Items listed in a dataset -
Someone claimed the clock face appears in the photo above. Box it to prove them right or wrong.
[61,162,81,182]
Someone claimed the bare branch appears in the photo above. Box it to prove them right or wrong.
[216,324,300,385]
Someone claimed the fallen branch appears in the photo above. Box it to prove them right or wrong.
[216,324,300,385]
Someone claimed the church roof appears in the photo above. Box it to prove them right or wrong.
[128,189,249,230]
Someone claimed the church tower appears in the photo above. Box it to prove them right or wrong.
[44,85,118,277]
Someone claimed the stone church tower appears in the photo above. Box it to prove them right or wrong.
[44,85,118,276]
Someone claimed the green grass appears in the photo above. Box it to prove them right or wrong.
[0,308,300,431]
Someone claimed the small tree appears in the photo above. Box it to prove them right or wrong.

Objective -
Rewrite the listing above, changing every "church" to "chapel" and keeping everything else the same.

Worked answer -
Someone claimed the clock face appears in the photo above. Box it to prove them right or wrong.
[61,162,81,182]
Someone claimed the bare branch appears in the photo above. Box it to prove them right or wrong.
[216,324,300,385]
Someone claimed the fallen branch appears in the photo above. Box it to prove them right or wrong.
[216,324,300,385]
Someone claimed the chapel roof appears in the photo above. Box it to prove them right or wrong.
[128,189,249,230]
Someone claimed the chapel tower appears in the photo above. Box it to prove them right or wrong.
[44,85,118,277]
Someone claimed the stone chapel tower appears in the photo above. Box it to prove them right or wrong.
[44,85,118,276]
Someone claimed the green grass appears in the photo above. Box it to prove them right or wrong.
[0,308,300,431]
Someone claimed the small tree appears in the photo above. Box it to prove them right or wrong.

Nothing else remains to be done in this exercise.